# Your objective:
Write out these lines again, swapping "a dot for each instance" for "one dot per instance" wherever it appears and leaving everything else unchanged.

━━ Input data ━━

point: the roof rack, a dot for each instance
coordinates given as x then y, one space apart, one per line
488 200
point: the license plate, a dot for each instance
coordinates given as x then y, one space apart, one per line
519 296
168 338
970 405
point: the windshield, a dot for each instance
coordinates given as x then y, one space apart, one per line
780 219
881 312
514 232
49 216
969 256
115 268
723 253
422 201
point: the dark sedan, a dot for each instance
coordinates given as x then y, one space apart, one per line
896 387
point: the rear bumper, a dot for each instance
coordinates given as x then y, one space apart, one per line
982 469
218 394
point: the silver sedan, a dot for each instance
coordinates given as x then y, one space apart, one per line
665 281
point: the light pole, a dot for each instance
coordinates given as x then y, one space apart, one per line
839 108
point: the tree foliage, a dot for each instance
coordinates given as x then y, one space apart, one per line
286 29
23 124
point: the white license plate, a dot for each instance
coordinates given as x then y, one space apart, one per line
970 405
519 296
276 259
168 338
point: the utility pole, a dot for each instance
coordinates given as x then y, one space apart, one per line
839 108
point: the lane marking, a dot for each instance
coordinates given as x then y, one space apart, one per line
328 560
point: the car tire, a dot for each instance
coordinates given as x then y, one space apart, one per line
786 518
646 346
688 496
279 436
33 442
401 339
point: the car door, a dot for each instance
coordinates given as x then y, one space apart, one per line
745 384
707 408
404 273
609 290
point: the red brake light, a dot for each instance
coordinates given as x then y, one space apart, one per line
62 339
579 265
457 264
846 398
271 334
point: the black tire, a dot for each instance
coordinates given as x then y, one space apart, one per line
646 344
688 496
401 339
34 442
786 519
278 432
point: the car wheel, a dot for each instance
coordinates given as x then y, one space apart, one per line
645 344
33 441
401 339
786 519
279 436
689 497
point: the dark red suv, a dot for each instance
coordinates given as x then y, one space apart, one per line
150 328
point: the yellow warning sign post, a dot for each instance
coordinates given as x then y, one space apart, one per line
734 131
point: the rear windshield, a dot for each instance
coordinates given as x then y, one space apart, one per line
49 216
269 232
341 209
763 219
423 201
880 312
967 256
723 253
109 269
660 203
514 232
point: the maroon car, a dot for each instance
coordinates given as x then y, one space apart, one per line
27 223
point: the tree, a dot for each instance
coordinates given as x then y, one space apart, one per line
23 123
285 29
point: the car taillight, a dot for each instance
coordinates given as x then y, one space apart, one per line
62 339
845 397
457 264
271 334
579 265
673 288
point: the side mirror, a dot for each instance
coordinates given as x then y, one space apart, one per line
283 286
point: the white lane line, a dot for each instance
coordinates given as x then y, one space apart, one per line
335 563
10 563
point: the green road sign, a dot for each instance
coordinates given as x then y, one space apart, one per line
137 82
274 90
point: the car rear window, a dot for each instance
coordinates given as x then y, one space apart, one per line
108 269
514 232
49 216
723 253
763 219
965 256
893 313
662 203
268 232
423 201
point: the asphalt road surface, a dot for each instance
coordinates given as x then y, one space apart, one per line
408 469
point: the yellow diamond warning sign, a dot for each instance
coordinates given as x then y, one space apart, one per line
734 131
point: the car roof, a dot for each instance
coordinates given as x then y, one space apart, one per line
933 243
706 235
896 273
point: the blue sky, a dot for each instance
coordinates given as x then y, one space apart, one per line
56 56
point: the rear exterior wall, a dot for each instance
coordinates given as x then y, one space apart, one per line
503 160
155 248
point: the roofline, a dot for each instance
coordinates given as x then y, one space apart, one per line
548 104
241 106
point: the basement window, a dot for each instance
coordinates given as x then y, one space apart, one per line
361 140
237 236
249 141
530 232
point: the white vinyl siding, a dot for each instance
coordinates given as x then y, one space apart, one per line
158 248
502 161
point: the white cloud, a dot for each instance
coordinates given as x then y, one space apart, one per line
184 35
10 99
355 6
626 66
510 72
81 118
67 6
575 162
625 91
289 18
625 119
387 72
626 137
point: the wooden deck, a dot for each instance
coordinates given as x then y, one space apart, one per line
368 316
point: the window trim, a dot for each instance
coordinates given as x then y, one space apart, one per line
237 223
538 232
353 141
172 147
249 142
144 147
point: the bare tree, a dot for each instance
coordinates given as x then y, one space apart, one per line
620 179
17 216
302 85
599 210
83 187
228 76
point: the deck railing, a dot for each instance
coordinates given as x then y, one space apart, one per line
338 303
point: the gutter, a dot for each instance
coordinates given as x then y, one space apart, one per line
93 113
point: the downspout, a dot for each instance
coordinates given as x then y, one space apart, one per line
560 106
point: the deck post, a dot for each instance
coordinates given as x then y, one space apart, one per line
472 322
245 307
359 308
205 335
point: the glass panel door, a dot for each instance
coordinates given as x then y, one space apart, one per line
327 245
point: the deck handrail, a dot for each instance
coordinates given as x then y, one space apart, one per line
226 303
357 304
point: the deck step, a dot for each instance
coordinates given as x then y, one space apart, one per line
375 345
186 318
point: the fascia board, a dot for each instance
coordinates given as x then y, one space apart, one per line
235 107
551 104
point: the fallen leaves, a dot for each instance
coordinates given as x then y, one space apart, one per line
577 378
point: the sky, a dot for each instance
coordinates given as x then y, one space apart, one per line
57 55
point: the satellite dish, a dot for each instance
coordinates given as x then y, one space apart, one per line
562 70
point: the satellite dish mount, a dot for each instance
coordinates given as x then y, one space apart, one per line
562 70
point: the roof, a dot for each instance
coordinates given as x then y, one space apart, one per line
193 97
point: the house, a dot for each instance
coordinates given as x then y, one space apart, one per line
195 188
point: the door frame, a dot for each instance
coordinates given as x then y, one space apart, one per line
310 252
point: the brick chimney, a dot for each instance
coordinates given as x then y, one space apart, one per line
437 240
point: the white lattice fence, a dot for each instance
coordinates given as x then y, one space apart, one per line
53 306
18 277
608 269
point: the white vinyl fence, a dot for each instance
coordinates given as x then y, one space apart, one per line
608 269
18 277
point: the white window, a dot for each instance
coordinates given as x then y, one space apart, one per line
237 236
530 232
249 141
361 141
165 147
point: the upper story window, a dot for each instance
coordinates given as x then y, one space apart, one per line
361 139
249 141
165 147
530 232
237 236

━━━

# The response:
point: the roof rack, one dot per instance
coordinates given as x then y, one space apart, one per line
488 200
point: the license plate, one dot per instance
coordinates given as x then y, one space apart, one per line
519 296
168 338
970 405
point: the windshield, one dot per instance
coordinates given as x then y, one space apart, one per line
780 219
881 312
514 232
49 216
969 256
115 268
723 253
422 201
point: the dark sedan, one dot per instance
coordinates given as x then y, one space apart, one per line
896 387
point: the rear bumper, one dot per instance
coordinates given as x then y, one space apart, one per line
982 469
218 394
point: the silver sedan, one dot per instance
coordinates given as x then y, one space apart, one per line
665 281
point: the light pole, one dot per instance
coordinates given as x then y, one space apart, one per line
839 108
point: the tree foliage, one dot per instance
coordinates given as x then y, one space apart, one per line
286 29
23 124
point: the white license plate, one dot per instance
coordinates given as x then y, one space apart, one per line
970 405
519 296
276 259
168 338
point: the utility pole, one dot per instance
coordinates given as x then y, one space apart, one per line
839 108
point: the lane marking, one dot per instance
coordinates given as x then y, one space apart, one per line
328 560
point: the car tire, one dot per instance
coordinates given as x then y, one space apart, one per line
786 518
646 346
688 496
279 436
33 442
401 339
point: the car door, one dot per instance
coordinates given as x then y, one space apart, one per line
745 384
707 408
404 273
609 290
point: the red brake light, one dot per instance
coordinates given as x then y, one space apart, one per line
62 339
579 265
457 264
846 398
271 334
point: the black tire, one dot per instance
coordinates given as x then y, one space apart, one per line
646 344
688 496
401 339
34 442
786 519
278 432
point: the car wheel, one dot per instance
coordinates given as x then y, one space apart, one per line
645 344
33 441
401 339
786 519
279 436
689 497
point: the dark red suv, one dot per instance
coordinates given as x then y, one space apart, one per line
150 328
point: the yellow warning sign post, one dot per instance
coordinates given as x then y, one space apart, one per line
734 131
point: the rear windshield, one dot per instance
coordinates given as x then y, one space apart, one per line
49 216
269 232
341 209
763 219
423 201
880 312
967 256
723 253
109 269
660 203
514 232
point: the maroon car, one dot per instance
coordinates given as x then y, one space apart, one per line
27 223
point: the tree, one dot per instance
coordinates given as x then y, one space apart, one per line
23 123
285 29
point: the car taillight, one dot per instance
coordinates given as x then y, one space apart, one per line
62 339
845 397
457 264
271 334
579 265
673 288
point: the side mirror, one dot per instance
coordinates given as x then y, one space apart, one per line
283 286
point: the white lane line, one dot per instance
coordinates given as x then y, one space apart, one per line
335 563
10 563
point: the green road sign, one dot per instance
coordinates given as x then y, one space apart, one per line
137 82
274 90
point: the car rear window, one dot per instance
coordinates given as x then y, one space apart, one per line
108 269
514 232
49 216
723 253
763 219
965 256
893 313
662 203
268 232
423 201
point: the asphalt road surface, one dot per instance
coordinates given as x then y, one space apart, one per line
408 469
point: the yellow diamond warning sign, one dot per instance
coordinates given as x then y, one space apart, one per line
734 131
point: the car roof, one dot per instance
coordinates given as x then y, one space apart, one per line
933 243
706 235
896 273
point: the blue sky, one dot per instance
coordinates given as x then y, one space apart, one per line
56 56
point: the rear exterior wall, one dot per instance
coordinates given as x then y, one space apart, one per line
503 160
155 248
point: the roofline, one dot per instance
coordinates given as x then y, one space apart, one per line
548 104
241 106
point: the basement window, one dot per instance
coordinates given as x then y, one space apart, one per line
361 140
237 236
249 141
530 232
point: the white vinyl siding, one dot per instance
coordinates given as x then y, one space apart, one per line
158 248
502 161
point: the white cloud, one dot per instance
coordinates given as x then y, one space apart, one per line
184 35
10 99
355 6
626 66
510 72
81 118
67 6
575 162
625 91
289 18
625 119
387 72
626 137
point: the wooden deck, one dot per instance
coordinates given as x then y, one space apart, one per line
368 316
point: the window trim, one dot per instance
coordinates given as x then y, one space apart, one per line
237 223
538 232
353 141
172 147
249 142
144 147
point: the bare tree, one dot per instance
coordinates given as x then y, one space apart, one per line
620 179
17 216
302 85
599 210
83 187
228 76
point: the deck railing, one dot per instance
coordinates given as x then y, one space apart, one per line
338 303
point: the gutter, one dot per instance
coordinates given as x then y, one space apart, one per line
93 113
point: the downspout, one dot per instance
coordinates given as x then y, one space apart, one per line
560 106
point: the deck post, one dot per instance
coordinates given as x then y, one space apart, one per line
472 322
245 307
359 308
205 335
point: the glass panel door, one dot per instance
coordinates given as x then y, one space apart, one per line
327 245
point: the deck handrail, one dot per instance
coordinates given as x then y, one space apart, one per line
226 303
357 304
point: the deck step, one dot per instance
coordinates given as x then y, one space apart, one per line
375 345
186 318
point: the fascia board, one dot per instance
coordinates given as x then y, one space apart, one per line
235 107
551 104
point: the fallen leaves, one dot per instance
coordinates given as x then y, one space apart, one per line
577 378
point: the sky, one dot per instance
coordinates given as x then y, one space apart, one per line
57 55
point: the satellite dish, one dot per instance
coordinates given as x then y, one space apart, one per line
562 70
point: the satellite dish mount, one dot per instance
coordinates given as x then y, one space apart, one per line
562 70
point: the roof, one dot per instance
coordinates given as x then y, one space apart, one per line
193 97
point: the house, one dot per instance
coordinates given as x then y, one space apart, one per line
195 188
point: the door frame, one dot per instance
coordinates given as x then y, one space apart, one per line
310 252
point: the brick chimney, one dot per instance
coordinates given as x then y, one space apart, one per line
437 240
point: the white lattice fence, one dot per instance
coordinates given as x then y, one space apart, one per line
53 306
18 277
608 269
point: the white vinyl fence, one dot per instance
coordinates given as x then y, one space apart, one per line
608 269
18 277
point: the white window, one dot per instance
coordinates given as x then y, one space apart, one per line
237 236
530 232
249 141
361 141
165 147
point: the upper story window, one dot per instance
coordinates given as x then y, one space apart, one per line
361 139
249 141
165 147
530 232
237 236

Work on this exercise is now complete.